__Task statement__.
Across the listing that follows, establish how many lines contain the string "cave" and provide that number by itself.

__Data extracts__.
== Segment start ==

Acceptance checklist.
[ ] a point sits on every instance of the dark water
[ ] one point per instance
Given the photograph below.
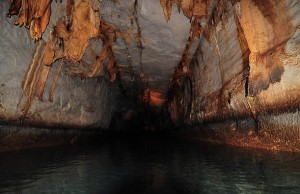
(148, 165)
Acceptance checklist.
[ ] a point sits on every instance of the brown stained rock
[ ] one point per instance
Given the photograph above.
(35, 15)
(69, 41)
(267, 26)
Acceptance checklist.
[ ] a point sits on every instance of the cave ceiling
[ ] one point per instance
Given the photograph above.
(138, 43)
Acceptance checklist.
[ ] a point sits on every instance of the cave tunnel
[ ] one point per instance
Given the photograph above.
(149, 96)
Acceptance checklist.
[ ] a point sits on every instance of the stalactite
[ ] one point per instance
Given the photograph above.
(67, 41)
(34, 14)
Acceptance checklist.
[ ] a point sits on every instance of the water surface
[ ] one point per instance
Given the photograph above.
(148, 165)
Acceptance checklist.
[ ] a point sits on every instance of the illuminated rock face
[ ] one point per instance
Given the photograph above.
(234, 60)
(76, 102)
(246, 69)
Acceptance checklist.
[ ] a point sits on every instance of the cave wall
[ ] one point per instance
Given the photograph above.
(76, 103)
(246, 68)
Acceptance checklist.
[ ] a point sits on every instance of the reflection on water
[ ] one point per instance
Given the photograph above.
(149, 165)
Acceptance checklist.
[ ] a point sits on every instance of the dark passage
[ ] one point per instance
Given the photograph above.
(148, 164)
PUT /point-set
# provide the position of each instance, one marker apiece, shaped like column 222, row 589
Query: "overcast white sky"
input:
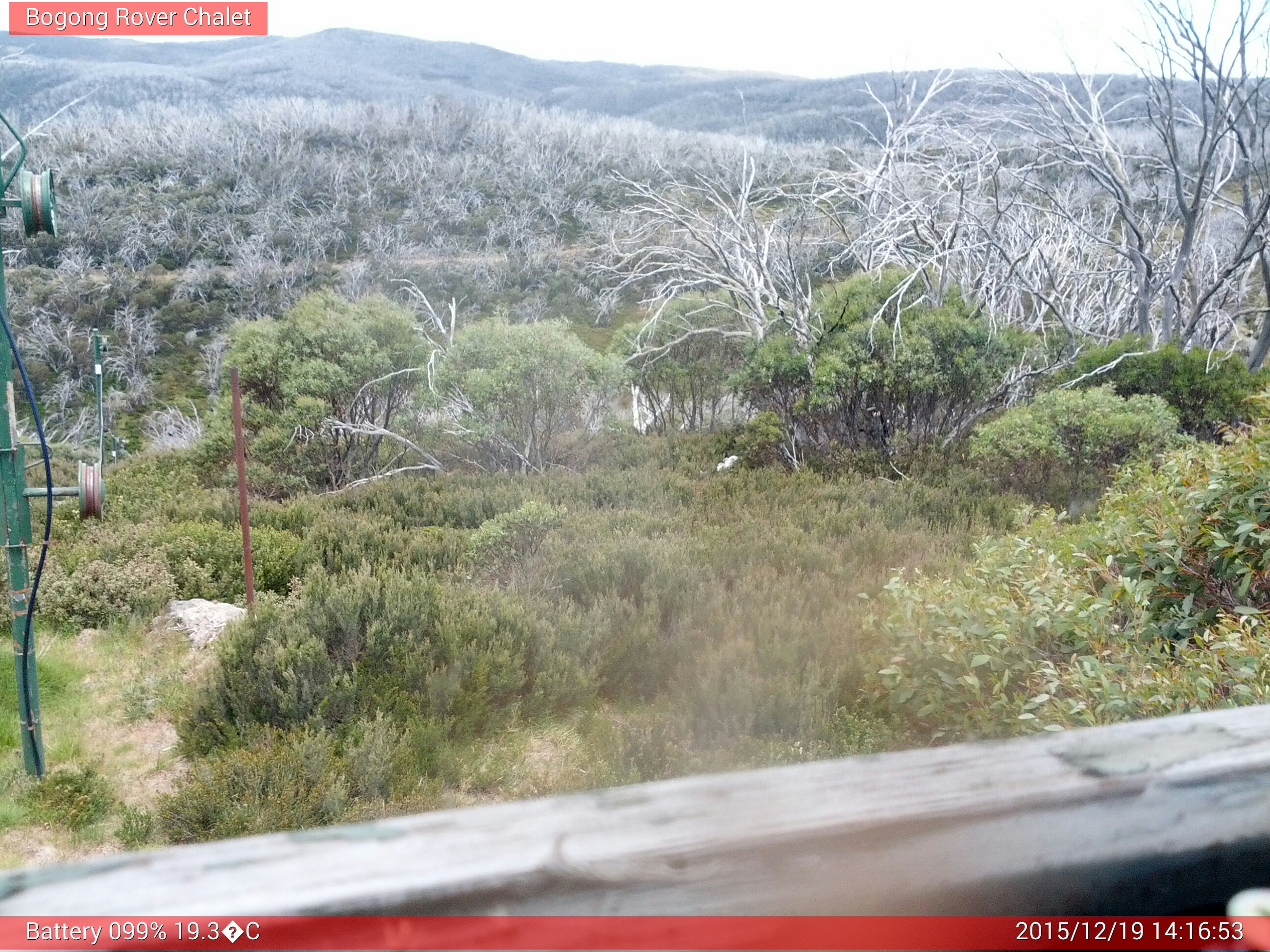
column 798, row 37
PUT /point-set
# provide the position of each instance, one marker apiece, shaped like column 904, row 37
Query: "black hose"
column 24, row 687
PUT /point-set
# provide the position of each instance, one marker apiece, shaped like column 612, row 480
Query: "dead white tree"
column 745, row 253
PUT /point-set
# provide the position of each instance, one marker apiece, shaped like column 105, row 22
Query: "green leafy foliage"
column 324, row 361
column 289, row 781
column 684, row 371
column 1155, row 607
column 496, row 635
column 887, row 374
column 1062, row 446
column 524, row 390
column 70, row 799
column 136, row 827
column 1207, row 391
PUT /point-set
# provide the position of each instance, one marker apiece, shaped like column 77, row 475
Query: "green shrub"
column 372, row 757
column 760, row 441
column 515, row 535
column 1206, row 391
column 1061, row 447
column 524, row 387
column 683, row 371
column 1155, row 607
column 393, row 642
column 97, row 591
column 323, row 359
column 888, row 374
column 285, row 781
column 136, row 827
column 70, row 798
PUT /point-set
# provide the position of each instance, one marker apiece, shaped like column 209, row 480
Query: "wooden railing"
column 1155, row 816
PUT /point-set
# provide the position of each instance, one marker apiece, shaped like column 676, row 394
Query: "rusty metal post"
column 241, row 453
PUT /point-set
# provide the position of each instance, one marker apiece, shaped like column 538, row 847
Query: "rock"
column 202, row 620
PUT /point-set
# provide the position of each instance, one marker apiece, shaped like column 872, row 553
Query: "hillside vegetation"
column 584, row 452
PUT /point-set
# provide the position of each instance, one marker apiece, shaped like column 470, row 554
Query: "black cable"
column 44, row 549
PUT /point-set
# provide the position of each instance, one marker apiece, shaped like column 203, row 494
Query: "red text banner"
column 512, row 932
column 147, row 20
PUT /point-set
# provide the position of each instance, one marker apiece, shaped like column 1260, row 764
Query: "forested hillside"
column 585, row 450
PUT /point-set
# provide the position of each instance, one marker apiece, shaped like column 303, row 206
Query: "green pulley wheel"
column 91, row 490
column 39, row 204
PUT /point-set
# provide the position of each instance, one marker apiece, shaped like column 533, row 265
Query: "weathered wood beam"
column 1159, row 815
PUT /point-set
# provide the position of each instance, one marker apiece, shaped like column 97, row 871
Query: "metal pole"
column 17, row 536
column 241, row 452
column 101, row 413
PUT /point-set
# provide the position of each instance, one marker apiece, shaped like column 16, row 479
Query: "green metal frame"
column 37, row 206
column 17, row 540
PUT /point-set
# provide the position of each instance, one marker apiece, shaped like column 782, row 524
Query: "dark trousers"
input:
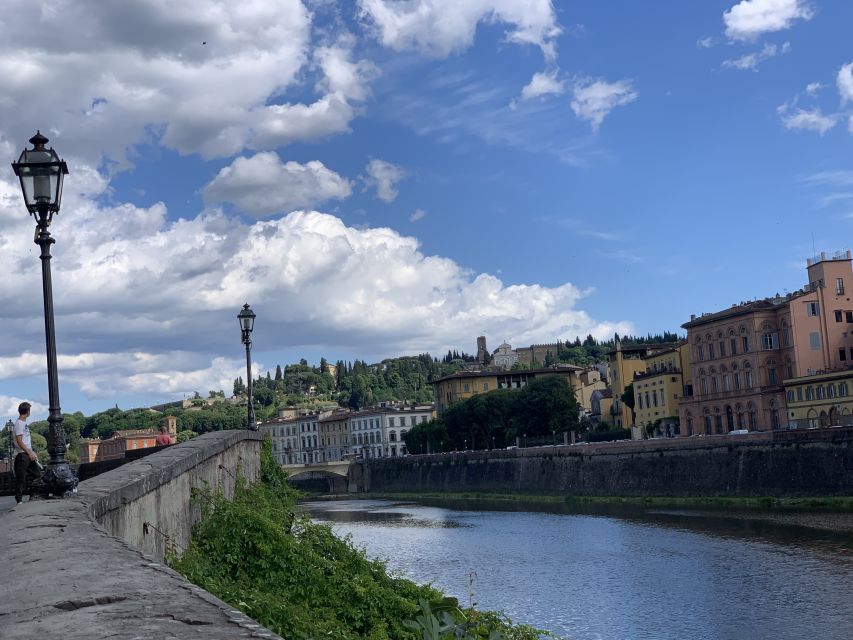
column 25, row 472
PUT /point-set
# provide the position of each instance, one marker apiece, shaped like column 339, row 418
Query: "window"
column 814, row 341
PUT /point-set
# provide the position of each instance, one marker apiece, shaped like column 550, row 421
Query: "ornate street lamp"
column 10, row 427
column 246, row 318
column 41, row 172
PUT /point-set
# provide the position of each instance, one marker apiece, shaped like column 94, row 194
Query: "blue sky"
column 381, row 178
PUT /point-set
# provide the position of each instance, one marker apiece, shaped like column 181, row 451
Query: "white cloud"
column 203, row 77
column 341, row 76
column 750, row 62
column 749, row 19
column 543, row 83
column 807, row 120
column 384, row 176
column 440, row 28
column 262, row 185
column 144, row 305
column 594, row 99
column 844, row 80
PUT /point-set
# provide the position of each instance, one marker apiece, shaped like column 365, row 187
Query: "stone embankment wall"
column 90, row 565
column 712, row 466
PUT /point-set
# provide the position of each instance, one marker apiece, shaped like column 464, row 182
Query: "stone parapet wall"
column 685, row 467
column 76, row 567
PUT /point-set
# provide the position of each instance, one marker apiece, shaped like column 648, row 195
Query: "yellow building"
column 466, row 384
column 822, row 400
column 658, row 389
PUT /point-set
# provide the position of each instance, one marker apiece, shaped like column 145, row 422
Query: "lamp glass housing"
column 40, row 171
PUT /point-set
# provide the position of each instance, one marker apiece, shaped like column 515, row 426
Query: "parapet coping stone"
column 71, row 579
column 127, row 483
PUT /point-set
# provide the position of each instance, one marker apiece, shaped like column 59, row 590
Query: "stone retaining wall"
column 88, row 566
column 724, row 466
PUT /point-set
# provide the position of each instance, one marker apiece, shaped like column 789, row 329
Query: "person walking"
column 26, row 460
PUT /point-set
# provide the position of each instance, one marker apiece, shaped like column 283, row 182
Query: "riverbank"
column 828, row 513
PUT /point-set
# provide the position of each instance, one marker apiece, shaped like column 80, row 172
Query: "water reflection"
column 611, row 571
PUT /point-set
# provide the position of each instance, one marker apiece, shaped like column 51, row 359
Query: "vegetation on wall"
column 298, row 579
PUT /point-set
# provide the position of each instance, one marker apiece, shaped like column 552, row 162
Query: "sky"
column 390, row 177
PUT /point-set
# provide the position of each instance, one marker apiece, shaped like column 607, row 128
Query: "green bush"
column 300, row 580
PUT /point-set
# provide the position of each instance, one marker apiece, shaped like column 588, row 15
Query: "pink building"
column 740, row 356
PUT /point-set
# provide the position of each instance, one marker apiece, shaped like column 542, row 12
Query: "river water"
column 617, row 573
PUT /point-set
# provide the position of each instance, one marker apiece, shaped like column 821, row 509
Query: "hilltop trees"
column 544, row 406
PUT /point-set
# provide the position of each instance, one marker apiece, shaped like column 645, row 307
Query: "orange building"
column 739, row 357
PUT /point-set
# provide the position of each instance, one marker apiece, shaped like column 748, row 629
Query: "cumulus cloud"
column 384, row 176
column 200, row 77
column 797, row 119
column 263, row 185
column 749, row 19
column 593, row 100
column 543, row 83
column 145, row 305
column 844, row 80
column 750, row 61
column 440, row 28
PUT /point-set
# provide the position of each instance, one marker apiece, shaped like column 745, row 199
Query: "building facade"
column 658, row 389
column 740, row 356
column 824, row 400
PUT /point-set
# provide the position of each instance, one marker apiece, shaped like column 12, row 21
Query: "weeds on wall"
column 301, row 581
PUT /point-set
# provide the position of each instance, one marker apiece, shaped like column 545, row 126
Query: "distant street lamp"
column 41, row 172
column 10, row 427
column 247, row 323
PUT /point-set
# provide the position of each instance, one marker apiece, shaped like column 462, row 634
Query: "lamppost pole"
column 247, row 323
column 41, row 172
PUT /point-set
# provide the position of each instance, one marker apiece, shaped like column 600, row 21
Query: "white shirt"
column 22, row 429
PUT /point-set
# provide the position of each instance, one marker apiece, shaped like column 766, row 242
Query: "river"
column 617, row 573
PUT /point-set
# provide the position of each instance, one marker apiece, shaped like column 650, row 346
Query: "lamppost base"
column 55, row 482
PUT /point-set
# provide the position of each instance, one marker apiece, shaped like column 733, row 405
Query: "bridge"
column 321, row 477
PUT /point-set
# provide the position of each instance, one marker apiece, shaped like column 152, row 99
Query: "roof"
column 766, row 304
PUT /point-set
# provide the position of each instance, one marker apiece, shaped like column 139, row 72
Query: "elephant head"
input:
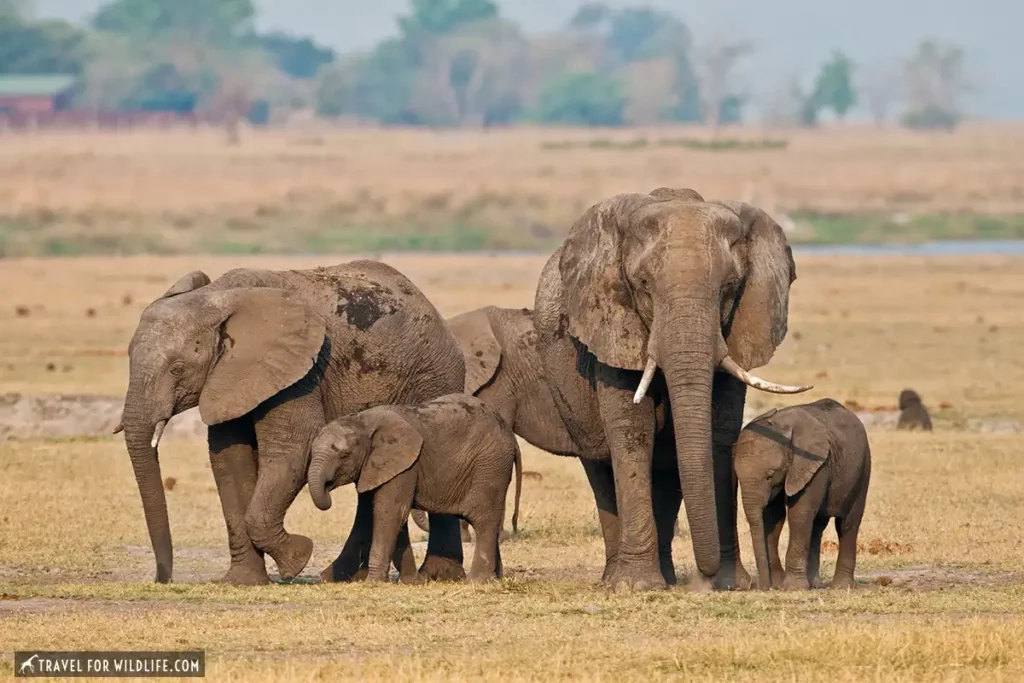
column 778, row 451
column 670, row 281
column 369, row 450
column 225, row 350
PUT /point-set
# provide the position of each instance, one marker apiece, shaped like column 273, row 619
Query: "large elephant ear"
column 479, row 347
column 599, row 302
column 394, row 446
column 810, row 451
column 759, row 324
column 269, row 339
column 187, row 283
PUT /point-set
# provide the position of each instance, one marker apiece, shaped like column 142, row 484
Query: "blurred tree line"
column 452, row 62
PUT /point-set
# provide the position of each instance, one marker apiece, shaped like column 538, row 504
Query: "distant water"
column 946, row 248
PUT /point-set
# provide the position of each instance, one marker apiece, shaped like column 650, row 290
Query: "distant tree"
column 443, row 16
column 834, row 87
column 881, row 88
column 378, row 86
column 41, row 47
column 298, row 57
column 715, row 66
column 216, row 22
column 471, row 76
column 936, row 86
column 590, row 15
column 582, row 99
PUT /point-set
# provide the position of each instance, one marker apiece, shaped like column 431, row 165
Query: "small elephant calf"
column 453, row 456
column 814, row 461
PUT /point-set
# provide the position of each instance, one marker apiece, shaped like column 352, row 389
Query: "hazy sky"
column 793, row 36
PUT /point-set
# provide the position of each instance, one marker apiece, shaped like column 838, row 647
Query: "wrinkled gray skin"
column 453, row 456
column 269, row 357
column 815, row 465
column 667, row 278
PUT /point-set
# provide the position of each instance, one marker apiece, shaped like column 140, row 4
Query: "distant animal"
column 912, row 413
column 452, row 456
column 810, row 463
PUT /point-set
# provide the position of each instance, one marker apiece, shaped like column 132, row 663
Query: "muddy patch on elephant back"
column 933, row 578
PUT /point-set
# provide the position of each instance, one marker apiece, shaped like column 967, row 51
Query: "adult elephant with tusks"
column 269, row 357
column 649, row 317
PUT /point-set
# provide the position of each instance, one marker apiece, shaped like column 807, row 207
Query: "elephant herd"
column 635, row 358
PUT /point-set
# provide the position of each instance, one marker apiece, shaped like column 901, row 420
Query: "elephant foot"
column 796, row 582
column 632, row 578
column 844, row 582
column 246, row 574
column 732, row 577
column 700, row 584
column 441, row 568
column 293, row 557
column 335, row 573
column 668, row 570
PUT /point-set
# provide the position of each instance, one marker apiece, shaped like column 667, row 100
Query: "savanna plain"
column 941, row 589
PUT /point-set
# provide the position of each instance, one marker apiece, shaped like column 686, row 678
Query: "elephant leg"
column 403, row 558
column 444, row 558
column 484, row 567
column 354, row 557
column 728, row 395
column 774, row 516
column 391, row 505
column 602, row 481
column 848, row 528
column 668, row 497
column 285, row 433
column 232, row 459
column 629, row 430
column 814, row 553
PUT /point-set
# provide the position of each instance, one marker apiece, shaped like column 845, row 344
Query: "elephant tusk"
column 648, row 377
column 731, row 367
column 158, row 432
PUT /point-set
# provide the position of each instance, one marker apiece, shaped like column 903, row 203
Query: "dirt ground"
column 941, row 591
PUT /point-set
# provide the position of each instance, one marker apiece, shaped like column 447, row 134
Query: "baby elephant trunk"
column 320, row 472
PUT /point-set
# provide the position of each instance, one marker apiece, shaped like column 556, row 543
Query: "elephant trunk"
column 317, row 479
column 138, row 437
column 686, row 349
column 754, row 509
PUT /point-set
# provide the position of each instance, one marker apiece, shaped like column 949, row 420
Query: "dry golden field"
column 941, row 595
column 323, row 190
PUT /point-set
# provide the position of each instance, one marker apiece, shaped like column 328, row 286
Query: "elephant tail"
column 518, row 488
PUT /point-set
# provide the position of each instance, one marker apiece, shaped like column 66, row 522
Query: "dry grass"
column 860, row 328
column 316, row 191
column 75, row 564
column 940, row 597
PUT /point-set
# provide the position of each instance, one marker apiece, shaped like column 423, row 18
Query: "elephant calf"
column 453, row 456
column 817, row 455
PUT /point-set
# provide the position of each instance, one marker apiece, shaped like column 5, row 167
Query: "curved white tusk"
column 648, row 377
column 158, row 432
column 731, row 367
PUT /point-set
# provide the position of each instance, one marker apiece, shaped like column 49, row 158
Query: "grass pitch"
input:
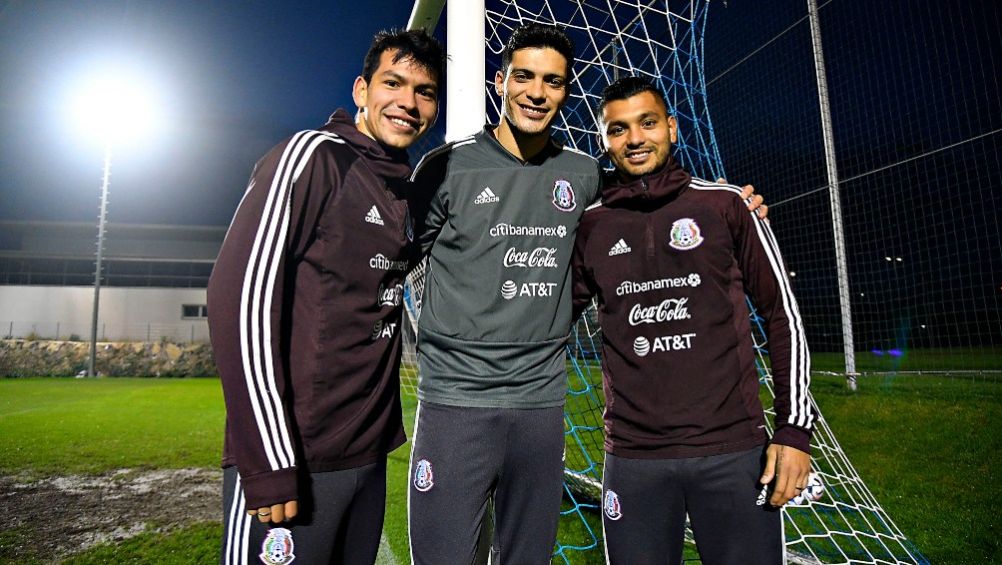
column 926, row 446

== Segment end ==

__Response box__.
3